------ Data to process

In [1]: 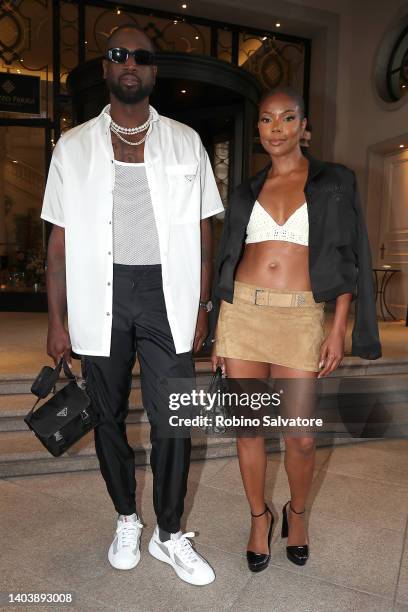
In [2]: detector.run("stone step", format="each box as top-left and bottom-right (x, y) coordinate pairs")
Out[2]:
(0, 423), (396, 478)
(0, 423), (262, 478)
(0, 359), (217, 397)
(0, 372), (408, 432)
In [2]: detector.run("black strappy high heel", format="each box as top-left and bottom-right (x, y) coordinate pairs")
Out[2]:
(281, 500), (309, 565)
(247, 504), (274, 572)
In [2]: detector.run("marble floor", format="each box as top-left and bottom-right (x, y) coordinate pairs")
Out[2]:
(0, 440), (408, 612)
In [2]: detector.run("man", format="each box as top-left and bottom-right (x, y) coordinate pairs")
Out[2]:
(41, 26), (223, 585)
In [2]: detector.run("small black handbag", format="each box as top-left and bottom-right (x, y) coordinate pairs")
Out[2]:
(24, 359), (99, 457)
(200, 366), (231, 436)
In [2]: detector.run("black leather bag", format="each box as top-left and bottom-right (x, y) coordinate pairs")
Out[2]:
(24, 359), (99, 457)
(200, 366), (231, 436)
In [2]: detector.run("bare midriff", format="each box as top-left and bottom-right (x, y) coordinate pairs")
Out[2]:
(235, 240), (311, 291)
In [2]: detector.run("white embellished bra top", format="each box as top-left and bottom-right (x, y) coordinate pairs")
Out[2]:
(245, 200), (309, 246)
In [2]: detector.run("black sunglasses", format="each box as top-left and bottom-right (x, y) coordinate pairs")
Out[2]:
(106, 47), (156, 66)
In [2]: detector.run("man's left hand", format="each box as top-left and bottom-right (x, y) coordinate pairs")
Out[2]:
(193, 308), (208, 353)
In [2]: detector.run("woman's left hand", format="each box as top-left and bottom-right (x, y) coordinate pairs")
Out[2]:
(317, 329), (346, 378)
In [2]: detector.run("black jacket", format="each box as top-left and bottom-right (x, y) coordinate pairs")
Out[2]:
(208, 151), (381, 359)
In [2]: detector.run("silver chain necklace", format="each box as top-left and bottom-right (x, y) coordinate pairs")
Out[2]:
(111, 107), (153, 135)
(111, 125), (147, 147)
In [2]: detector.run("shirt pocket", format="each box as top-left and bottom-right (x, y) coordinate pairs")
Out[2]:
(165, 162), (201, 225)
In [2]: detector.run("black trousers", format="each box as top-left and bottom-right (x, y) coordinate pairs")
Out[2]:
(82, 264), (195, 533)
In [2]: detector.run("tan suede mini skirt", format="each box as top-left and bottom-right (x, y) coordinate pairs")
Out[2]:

------------

Task objective — Please pick out every line of the records that contains the string "silver". Case counts.

Solution to the problem —
In [2]: detector.run("silver chain necklace", format="each box as top-left and bottom-right (x, y) coordinate pairs")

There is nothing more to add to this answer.